* **Exercise aim**
Give back, unchanged, the lines from the one containing "For the scouting tally, point out every instance of the distant" to the end of the listing, inclusive of both.

* **Task data**
>>>>>

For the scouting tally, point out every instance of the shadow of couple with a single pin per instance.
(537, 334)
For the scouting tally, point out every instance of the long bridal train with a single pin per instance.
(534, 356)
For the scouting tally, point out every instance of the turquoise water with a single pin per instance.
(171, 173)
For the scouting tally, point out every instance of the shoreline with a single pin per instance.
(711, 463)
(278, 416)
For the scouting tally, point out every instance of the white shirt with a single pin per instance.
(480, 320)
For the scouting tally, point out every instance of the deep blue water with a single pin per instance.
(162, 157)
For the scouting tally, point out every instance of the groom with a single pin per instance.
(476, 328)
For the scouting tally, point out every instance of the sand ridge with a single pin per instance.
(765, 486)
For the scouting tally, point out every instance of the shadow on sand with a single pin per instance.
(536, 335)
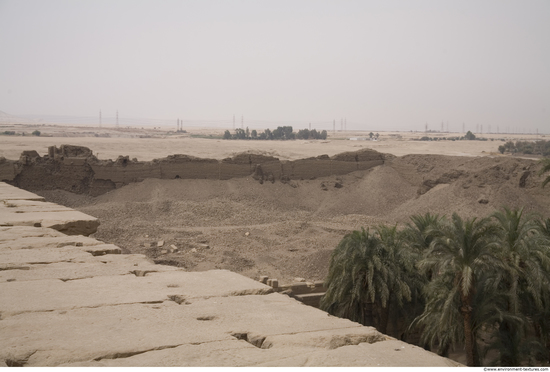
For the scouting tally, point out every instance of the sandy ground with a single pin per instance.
(163, 142)
(285, 231)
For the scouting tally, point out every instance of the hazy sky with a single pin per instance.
(380, 64)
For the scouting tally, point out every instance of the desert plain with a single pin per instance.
(283, 230)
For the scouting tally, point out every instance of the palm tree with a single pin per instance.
(458, 258)
(369, 269)
(545, 168)
(356, 276)
(405, 283)
(524, 249)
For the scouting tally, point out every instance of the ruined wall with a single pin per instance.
(76, 169)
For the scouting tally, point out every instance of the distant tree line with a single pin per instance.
(469, 136)
(281, 133)
(477, 284)
(541, 147)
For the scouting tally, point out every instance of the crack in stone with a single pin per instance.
(129, 354)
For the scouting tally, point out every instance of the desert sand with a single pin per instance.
(286, 231)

<<<<<

* **Result**
For the scouting tally, point out every instance of the distant tree line with a single pin per instance.
(469, 136)
(281, 133)
(477, 284)
(541, 147)
For the scouting tally, point out every instance of the crack in stone with a single pin per instance.
(129, 354)
For the scouting tally, point out every instance of the desert sand with a single pin per instance.
(286, 231)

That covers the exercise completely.